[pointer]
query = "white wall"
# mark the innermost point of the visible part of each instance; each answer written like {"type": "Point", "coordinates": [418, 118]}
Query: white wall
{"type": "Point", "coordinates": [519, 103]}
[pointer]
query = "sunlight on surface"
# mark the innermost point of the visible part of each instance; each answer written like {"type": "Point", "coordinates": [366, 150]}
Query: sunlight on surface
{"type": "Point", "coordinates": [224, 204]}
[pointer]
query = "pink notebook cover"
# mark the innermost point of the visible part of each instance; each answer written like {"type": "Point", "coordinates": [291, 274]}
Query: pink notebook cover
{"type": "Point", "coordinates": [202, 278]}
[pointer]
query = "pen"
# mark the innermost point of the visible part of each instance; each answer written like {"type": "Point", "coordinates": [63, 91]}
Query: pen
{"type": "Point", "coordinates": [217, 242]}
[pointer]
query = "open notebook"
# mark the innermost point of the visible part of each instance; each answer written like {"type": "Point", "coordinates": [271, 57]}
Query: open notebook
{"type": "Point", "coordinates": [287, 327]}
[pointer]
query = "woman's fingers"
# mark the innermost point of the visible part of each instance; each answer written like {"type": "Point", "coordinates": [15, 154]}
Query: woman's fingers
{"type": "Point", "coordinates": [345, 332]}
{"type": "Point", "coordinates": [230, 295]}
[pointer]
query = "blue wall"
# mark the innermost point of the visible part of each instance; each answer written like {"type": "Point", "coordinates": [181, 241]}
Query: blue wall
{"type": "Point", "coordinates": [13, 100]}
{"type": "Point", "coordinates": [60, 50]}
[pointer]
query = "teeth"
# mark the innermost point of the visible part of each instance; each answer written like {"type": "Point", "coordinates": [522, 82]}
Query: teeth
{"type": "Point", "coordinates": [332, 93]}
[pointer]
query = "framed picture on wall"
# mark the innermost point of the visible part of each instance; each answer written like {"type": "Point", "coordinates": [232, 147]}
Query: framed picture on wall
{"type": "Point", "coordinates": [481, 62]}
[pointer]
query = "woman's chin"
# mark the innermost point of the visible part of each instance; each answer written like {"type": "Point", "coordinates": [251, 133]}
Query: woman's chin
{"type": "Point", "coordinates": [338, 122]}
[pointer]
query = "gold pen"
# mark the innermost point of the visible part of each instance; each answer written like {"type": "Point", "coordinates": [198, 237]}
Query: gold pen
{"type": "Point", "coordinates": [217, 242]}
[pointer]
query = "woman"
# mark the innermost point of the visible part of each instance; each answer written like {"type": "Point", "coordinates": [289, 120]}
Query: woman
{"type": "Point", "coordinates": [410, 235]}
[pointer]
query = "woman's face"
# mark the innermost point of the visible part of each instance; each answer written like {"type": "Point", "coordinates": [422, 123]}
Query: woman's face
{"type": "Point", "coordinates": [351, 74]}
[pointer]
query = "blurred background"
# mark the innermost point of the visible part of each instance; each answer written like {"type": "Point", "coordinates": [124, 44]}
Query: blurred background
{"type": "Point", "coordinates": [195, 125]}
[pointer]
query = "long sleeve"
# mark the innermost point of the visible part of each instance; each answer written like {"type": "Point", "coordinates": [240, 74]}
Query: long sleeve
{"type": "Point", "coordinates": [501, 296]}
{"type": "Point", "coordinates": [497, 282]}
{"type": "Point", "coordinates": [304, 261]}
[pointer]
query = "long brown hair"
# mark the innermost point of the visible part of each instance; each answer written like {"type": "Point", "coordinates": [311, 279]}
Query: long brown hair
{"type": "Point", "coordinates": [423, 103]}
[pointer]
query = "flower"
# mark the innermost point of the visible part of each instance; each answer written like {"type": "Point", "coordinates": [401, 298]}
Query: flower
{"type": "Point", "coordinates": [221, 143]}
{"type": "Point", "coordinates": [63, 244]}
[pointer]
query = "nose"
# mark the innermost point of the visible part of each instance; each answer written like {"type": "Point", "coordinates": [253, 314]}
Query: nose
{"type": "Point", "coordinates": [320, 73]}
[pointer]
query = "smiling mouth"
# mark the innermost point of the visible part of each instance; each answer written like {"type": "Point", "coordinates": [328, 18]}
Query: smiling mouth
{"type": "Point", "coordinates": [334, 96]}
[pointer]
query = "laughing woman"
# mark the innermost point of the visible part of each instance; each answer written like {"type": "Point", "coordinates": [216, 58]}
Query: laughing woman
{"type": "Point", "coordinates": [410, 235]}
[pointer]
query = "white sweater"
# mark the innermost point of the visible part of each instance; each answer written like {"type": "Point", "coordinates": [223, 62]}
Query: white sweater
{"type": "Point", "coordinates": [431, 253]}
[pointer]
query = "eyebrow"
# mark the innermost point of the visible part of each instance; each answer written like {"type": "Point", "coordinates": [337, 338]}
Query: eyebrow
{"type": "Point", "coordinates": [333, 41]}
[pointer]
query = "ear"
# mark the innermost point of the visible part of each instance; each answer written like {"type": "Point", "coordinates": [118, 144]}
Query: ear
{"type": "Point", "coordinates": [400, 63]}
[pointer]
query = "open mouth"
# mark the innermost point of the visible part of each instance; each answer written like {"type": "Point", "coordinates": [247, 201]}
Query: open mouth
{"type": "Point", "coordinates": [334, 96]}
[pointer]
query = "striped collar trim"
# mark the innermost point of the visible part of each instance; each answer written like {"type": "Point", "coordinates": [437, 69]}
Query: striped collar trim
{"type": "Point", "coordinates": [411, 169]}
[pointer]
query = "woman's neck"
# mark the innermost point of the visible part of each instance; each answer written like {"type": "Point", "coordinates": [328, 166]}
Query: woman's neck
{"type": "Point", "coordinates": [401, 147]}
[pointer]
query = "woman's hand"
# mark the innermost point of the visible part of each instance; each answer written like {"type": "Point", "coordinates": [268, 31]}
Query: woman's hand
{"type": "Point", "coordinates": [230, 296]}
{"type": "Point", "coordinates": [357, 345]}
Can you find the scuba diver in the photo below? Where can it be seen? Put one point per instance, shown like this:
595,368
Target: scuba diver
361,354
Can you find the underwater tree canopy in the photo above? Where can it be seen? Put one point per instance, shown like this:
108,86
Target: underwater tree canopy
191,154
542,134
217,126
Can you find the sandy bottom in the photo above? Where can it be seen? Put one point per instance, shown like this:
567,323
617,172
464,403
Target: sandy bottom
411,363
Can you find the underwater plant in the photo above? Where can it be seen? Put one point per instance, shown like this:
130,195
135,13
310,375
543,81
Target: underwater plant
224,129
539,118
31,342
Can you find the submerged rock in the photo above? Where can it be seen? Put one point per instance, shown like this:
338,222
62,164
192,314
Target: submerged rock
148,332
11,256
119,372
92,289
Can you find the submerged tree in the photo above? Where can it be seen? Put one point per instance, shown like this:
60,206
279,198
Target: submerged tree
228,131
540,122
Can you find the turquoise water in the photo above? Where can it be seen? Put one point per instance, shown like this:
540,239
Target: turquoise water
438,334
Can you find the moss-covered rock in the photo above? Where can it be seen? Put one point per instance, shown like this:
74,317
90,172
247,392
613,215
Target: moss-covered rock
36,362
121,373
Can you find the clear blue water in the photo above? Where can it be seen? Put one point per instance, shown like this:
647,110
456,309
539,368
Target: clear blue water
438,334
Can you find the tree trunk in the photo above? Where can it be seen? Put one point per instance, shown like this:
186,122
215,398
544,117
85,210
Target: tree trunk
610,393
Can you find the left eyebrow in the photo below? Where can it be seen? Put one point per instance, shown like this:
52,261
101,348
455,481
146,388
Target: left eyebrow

• _ABOUT THIS EXERCISE_
Within the listing, how many lines hold the word "find"? Only the number is to be given.

• _PROBLEM SOLUTION_
11